# [Prompt]
Convert each of the rows below into a JSON list of strings, one string per line, leaving out any blank lines.

# [Extracted data]

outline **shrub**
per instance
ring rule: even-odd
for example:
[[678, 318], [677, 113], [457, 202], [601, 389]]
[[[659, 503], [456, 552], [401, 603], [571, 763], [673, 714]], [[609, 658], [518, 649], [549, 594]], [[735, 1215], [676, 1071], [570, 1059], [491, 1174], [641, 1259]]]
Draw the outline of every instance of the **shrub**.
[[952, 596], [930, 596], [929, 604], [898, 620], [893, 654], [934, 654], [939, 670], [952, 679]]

# [Response]
[
  "outline **shrub**",
  "per instance",
  "ring rule: even-odd",
  "for example:",
  "[[678, 318], [677, 113], [457, 202], [601, 389]]",
  "[[[659, 503], [456, 552], [401, 603], [571, 763], [673, 714]], [[609, 658], [518, 649], [549, 594]], [[735, 1215], [676, 1071], [570, 1059], [491, 1174], [641, 1259]]]",
  "Draw the outline of every instance of the **shrub**.",
  "[[952, 596], [930, 596], [929, 604], [898, 620], [893, 654], [934, 654], [939, 670], [952, 679]]"
]